#### Written problem
Copy the listing below line for line, with no changes.

#### Data excerpts
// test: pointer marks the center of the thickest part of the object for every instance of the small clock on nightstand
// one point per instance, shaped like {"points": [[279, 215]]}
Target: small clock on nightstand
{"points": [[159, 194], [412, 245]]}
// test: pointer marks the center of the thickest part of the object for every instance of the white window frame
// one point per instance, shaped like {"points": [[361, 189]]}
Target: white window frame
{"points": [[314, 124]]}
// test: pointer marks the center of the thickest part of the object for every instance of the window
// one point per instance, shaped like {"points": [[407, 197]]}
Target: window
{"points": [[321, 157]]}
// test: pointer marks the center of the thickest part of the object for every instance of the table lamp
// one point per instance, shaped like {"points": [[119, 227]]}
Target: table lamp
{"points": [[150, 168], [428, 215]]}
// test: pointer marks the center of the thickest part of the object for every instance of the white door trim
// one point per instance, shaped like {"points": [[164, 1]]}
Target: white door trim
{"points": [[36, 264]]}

#### Full solution
// test: pointer marks the center of the thickest part of the object for every instance of the small clock on nightstand
// one point per instance, shaped like {"points": [[279, 215]]}
Target: small clock on nightstand
{"points": [[159, 194], [412, 245]]}
// test: pointer marks the center of the thickest part of the object for every instance of the white window frame
// one point per instance, shaped like {"points": [[361, 189]]}
Target: white window frame
{"points": [[314, 124]]}
// test: pointer marks the center of the thickest part of the object for every instance of the window
// one point per instance, shaped like {"points": [[407, 197]]}
Target: window
{"points": [[321, 157]]}
// test: pointer marks the center of the thickest part of the object for every instance of the table lamp
// one point per instance, shaped like {"points": [[119, 227]]}
Target: table lamp
{"points": [[150, 168], [428, 215]]}
// test: pointer marks the center of the thickest part of the object for every instance of the white door trim
// one point per instance, shaped like {"points": [[164, 1]]}
Target: white door trim
{"points": [[36, 264]]}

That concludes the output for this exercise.